### EXERCISE REQUIREMENTS:
Across the entries that follow, count each line holding "below" and state the total alone.

Referring expression data:
══════
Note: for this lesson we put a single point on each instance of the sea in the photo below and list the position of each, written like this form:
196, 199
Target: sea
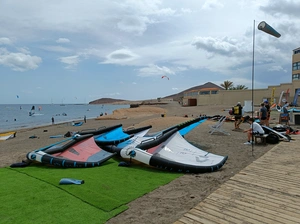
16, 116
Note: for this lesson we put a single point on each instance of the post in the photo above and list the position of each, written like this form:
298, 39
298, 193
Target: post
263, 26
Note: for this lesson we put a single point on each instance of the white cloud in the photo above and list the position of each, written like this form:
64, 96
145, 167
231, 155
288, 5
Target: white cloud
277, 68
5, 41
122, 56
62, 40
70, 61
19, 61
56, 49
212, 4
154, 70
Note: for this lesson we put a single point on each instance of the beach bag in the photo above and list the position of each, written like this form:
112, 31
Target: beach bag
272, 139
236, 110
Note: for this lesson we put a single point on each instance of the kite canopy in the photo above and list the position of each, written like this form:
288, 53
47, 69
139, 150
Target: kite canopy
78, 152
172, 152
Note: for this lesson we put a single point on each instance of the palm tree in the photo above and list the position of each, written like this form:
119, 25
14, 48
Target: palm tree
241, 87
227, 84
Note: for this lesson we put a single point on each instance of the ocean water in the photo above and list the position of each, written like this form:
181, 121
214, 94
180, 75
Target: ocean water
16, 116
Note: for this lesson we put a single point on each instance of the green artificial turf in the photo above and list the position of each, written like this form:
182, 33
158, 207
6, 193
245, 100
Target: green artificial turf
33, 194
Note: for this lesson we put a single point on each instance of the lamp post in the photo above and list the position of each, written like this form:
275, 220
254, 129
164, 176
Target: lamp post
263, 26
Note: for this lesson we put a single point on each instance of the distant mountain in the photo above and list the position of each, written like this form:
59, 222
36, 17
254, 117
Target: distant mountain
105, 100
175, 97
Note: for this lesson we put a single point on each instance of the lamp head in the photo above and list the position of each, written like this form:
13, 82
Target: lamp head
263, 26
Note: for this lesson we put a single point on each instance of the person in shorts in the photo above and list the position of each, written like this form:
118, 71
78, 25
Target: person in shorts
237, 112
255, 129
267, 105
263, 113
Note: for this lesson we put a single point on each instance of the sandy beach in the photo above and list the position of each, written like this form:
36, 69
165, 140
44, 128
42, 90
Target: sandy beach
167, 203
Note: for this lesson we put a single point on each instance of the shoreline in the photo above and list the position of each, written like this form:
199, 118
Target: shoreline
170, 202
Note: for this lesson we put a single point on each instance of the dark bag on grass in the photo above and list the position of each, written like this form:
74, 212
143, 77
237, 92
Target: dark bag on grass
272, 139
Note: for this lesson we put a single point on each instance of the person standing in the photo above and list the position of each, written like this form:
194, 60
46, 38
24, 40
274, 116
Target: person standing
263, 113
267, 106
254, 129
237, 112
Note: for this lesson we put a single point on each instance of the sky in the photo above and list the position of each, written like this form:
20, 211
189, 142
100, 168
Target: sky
══════
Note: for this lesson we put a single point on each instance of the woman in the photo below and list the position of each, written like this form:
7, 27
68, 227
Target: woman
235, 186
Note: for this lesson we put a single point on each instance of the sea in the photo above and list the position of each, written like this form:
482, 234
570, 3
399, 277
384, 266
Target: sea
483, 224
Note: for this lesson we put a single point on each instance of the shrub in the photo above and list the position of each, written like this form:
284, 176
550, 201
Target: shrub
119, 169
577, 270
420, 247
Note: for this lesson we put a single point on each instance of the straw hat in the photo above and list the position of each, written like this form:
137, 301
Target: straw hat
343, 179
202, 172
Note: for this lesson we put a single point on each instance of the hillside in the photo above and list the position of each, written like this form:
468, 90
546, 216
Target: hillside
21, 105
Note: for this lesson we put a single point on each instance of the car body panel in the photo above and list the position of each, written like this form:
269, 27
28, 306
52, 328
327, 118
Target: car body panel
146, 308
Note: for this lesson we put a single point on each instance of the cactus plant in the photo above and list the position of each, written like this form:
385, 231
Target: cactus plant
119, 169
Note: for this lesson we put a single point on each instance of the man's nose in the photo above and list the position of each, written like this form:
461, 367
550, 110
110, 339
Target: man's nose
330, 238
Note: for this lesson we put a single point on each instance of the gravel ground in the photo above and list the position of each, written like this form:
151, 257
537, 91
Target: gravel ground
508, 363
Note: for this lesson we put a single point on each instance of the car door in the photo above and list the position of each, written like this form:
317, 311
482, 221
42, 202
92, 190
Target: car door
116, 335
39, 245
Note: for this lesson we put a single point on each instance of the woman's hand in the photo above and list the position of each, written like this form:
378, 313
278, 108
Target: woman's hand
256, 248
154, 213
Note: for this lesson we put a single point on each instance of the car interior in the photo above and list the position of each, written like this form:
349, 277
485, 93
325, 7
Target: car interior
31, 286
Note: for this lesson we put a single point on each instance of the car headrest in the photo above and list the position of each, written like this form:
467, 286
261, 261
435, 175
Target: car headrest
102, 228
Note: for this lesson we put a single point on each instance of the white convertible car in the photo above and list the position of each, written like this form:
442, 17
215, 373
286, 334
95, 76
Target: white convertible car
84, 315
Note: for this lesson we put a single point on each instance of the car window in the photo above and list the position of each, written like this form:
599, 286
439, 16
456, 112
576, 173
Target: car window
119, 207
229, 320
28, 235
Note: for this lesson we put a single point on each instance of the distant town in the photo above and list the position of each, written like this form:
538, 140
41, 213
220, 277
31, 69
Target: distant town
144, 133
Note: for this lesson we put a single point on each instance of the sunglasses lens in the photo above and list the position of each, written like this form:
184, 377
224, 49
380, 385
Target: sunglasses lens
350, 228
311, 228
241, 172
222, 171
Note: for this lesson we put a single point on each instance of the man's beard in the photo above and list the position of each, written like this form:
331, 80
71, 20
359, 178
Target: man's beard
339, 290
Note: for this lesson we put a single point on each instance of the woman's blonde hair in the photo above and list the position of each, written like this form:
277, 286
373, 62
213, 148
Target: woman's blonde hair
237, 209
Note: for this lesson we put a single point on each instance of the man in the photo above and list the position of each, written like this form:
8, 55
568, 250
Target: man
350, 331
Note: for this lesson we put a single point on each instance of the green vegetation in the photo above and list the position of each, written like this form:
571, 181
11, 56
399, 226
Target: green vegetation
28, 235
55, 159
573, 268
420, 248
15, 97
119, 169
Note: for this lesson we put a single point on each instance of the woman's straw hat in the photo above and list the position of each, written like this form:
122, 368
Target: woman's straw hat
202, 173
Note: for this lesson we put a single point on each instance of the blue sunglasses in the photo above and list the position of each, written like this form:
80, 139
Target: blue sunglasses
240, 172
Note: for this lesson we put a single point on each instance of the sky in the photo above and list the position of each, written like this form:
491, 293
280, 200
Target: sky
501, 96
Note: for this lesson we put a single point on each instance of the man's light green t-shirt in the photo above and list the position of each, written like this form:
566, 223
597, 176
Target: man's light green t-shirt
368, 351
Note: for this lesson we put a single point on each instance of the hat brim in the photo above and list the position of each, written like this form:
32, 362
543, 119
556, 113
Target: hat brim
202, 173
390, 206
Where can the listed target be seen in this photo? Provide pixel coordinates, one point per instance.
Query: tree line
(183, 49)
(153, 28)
══════
### EXERCISE OUTPUT:
2